* WHAT IS BEING ASKED *
Please return the passage below on secondary school admissions in full, word for word.

* SELECTED EXCERPT *
Research from the University of Bristol (Burgess et al, 2023) finds that only 5% of secondary schools prioritise disadvantaged pupils in their admissions policies, whereas the prioritisation of geographical location by the vast majority of schools creates significant scope for "indirect selection".
Published on Wednesday (March 1) – the day parents discovered which secondary school their children can attend – the report warns that entry rules are undermining social mobility.
The problem comes as more than 90% of around 3,250 secondary schools can now set their own admissions criteria. This includes foundation and voluntary-aided schools although the bulk is made up by the 80% of secondary schools that now hold academy status.
The report says that this has resulted in a raft of different, complicated processes that perpetuate social inequalities and division.
The report adds: “In the complex system of multiple school types and diverse admissions arrangements, parents in some areas lack the required information to make informed school choices.”

* DATA *
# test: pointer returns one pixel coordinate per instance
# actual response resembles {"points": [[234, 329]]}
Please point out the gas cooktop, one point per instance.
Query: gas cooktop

* THE ANSWER *
Research from the University of Bristol (Burgess et al, 2023) finds that only 5% of secondary schools prioritise disadvantaged pupils in their admissions policies, whereas the prioritisation of geographical location by the vast majority of schools creates significant scope for "indirect selection".
Published on Wednesday (March 1) – the day parents discovered which secondary school their children can attend – the report warns that entry rules are undermining social mobility.
The problem comes as more than 90% of around 3,250 secondary schools can now set their own admissions criteria. This includes foundation and voluntary-aided schools although the bulk is made up by the 80% of secondary schools that now hold academy status.
The report says that this has resulted in a raft of different, complicated processes that perpetuate social inequalities and division.
The report adds: “In the complex system of multiple school types and diverse admissions arrangements, parents in some areas lack the required information to make informed school choices.”